Records contained in a dataset

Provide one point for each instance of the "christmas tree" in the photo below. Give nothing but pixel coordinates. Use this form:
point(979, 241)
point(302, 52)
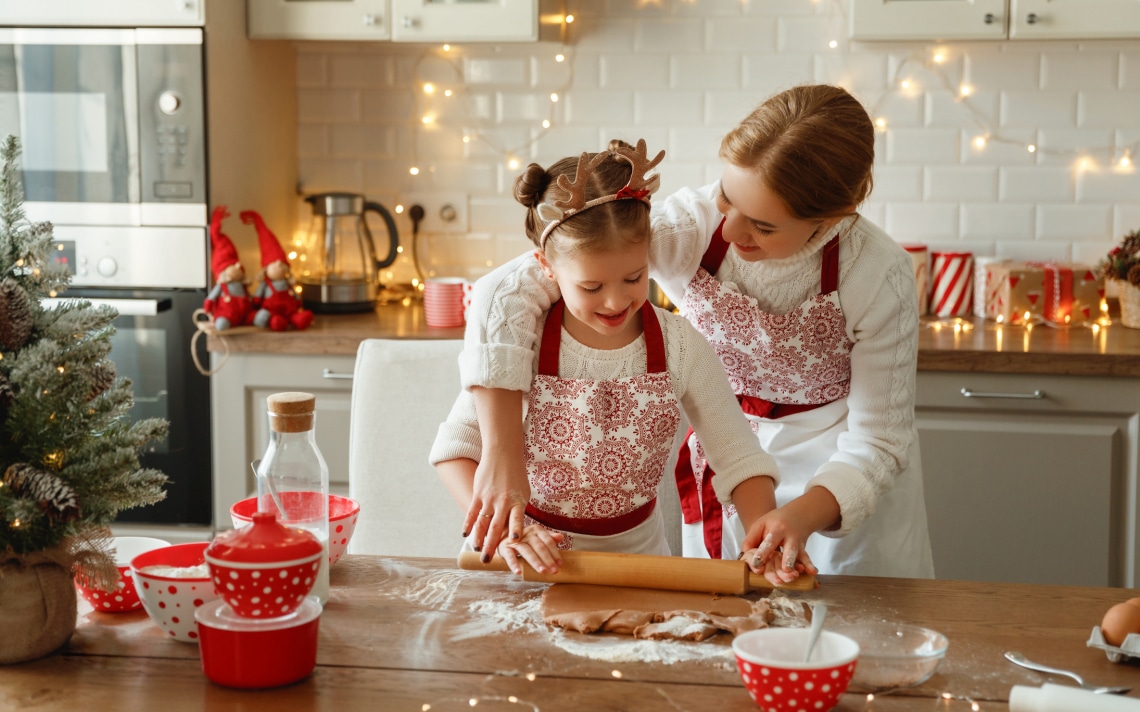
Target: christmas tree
point(68, 453)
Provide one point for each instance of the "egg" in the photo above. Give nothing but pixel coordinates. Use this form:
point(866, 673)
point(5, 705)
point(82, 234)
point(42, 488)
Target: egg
point(1120, 621)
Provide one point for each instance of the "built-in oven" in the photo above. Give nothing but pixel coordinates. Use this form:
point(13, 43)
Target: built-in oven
point(111, 121)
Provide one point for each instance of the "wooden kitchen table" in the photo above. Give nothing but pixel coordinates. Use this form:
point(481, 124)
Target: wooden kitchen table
point(412, 633)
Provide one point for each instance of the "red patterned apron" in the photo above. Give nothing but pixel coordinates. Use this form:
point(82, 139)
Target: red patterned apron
point(596, 449)
point(779, 365)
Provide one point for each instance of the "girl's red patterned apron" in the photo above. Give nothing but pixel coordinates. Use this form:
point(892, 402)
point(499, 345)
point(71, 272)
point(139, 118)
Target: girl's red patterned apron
point(596, 450)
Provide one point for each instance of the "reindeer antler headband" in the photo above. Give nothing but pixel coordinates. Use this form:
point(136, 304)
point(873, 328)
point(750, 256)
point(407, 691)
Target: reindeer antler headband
point(638, 188)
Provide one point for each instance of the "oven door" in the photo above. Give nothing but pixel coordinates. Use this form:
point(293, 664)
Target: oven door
point(152, 348)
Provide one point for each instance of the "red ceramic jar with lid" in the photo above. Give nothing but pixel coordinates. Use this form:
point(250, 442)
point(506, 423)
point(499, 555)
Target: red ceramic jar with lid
point(266, 570)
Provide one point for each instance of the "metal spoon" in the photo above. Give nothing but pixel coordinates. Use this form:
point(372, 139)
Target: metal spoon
point(1017, 659)
point(819, 612)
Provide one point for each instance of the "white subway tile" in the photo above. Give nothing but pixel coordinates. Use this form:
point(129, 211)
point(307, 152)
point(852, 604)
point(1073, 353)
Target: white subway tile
point(1094, 71)
point(1036, 185)
point(697, 72)
point(634, 71)
point(1107, 186)
point(363, 140)
point(1052, 109)
point(311, 70)
point(1104, 109)
point(897, 182)
point(1040, 252)
point(506, 71)
point(953, 182)
point(918, 222)
point(735, 34)
point(982, 221)
point(996, 71)
point(1074, 222)
point(766, 74)
point(806, 34)
point(921, 146)
point(327, 105)
point(659, 35)
point(668, 108)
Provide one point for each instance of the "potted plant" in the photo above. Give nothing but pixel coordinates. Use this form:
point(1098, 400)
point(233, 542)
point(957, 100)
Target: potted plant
point(1122, 267)
point(68, 453)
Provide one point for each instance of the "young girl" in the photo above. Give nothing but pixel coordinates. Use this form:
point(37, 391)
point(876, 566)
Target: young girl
point(611, 375)
point(812, 311)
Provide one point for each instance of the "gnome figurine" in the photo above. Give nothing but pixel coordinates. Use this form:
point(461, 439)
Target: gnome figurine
point(228, 302)
point(281, 307)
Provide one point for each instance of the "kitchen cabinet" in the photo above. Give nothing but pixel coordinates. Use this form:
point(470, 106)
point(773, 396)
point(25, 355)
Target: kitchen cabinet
point(1031, 479)
point(239, 426)
point(994, 19)
point(400, 21)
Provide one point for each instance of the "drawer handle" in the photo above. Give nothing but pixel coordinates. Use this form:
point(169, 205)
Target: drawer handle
point(1036, 395)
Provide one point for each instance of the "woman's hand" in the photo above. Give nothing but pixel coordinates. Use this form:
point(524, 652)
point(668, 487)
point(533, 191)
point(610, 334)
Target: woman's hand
point(537, 546)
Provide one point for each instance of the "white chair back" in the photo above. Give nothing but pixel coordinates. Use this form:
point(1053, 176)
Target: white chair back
point(401, 392)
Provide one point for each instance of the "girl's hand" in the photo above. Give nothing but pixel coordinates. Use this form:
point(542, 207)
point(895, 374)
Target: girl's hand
point(537, 546)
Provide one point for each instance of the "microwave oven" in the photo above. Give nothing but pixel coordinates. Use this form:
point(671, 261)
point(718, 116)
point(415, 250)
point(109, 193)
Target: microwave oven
point(112, 128)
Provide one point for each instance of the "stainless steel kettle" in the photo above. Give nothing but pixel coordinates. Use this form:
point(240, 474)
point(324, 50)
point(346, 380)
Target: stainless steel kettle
point(338, 269)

What you have to do: Set down the data again, exactly, without images.

Worked solution:
Provide one point for each instance of the "christmas tree" in the photo below. Give nothing but pixel coordinates. Use this form:
point(979, 241)
point(302, 52)
Target: christmas tree
point(68, 453)
Provide one point for each instance of the "egg" in the photo above. Give nothing but pixel coordinates. Use this form:
point(866, 673)
point(5, 705)
point(82, 234)
point(42, 488)
Target: egg
point(1120, 621)
Provide one point for each instance of the "built-in oven" in the photo above. Give nothing but pixel coordinates. Use this form:
point(13, 43)
Target: built-in oven
point(111, 121)
Provide one point for each instance of the "wooden kitchen table" in the photo above. Give nothing but pixel coordinates. Use this form:
point(481, 124)
Target: wooden kitchen table
point(412, 633)
Provide one point for each instance of the "red patterned apron" in the photo above. Give nothing but pixel coordinates. Use this form:
point(82, 139)
Target: red patterned apron
point(596, 449)
point(779, 365)
Provide one point for each instance of the "girl's red patterned apron" in the photo above. Give nothing but pixel coordinates. Use this form:
point(892, 402)
point(499, 345)
point(71, 272)
point(139, 118)
Target: girl's red patterned apron
point(596, 450)
Provide one point for each instance of the "reindeer antler headband" in the photo above. Give nothing but pixel coordinates. Use this form:
point(136, 304)
point(873, 328)
point(750, 256)
point(407, 691)
Target: reindeer antler headband
point(638, 188)
Provide one point for each instance of the "oven door" in the photo above. Give nothing but pixel coordinates. Use this form:
point(293, 664)
Target: oven door
point(152, 348)
Provide one point for each instance of the "red ceramic jar with lid" in the photo above. Give nothing but pixel coordinates. Use this form:
point(250, 442)
point(506, 423)
point(499, 555)
Target: red ceramic jar with lid
point(266, 570)
Provide one point for each instance of the "metal spoon" in the photo above. Give nothing but pixel coordinates. Use this form:
point(372, 139)
Target: metal spoon
point(1017, 659)
point(819, 612)
Provide one point for each instance of the "white subway tile" in the photo above. Give nothing but pixel coordinates. Use this form:
point(129, 211)
point(307, 152)
point(852, 604)
point(1073, 353)
Target: white subway tile
point(1094, 71)
point(1036, 185)
point(697, 72)
point(634, 71)
point(1107, 186)
point(363, 140)
point(1052, 109)
point(311, 70)
point(1104, 109)
point(897, 182)
point(1040, 252)
point(506, 71)
point(953, 182)
point(918, 222)
point(735, 34)
point(982, 221)
point(996, 71)
point(1074, 222)
point(766, 74)
point(806, 34)
point(921, 146)
point(327, 105)
point(659, 35)
point(668, 108)
Provide one point for each instance of the "potted plant" in the photo above. Give nothing but pixel coordinates. Use this form:
point(1098, 400)
point(233, 542)
point(957, 100)
Target: potted plant
point(1122, 267)
point(68, 453)
Provide one point for each instance of the "young girl" in the photo above. Give nothing but pixel coordinates. Use this form:
point(37, 391)
point(876, 566)
Target: young girl
point(611, 375)
point(812, 311)
Provide one point for each instance of the "gnome figurine" in the photo above. Give nothing but pixel coordinates. Use this form:
point(461, 439)
Target: gnome figurine
point(228, 302)
point(281, 307)
Provide one point for each instance of the "kitchen cabinet" in the photo above. Give nothing but pixel coordinates. Use this form:
point(470, 106)
point(773, 396)
point(25, 355)
Target: kitchen cabinet
point(1031, 479)
point(239, 426)
point(994, 19)
point(400, 21)
Provide one point for each instance of the "drawer handle" in the photo above. Give nothing but pixel coordinates. Use this form:
point(169, 205)
Target: drawer handle
point(1036, 395)
Provide one point for each instance of the "woman's hand" in the photo above. Give nothing but pixel coordinates. Use this form:
point(524, 652)
point(668, 487)
point(533, 191)
point(610, 334)
Target: woman's hand
point(537, 546)
Provide one point for each instance of the "white chair back" in the photo above. Give nothing but pixel coordinates. Use this form:
point(1053, 176)
Target: white chair back
point(401, 392)
Provide one point for each instance of the "girl's hand" in the photo above. Give nothing but pixel coordinates. Use this form:
point(542, 207)
point(895, 374)
Target: girl's hand
point(537, 546)
Provide one point for each instance of the "microwave oven" in the photo above. Give nothing but pixel coordinates. Use this form:
point(671, 261)
point(718, 116)
point(415, 250)
point(109, 193)
Target: microwave oven
point(112, 128)
Provide one point for each instance of the "stainless steel kettle" in the photo above. Give nothing but pixel coordinates. Use this form:
point(240, 474)
point(324, 50)
point(346, 380)
Target: stainless steel kettle
point(338, 269)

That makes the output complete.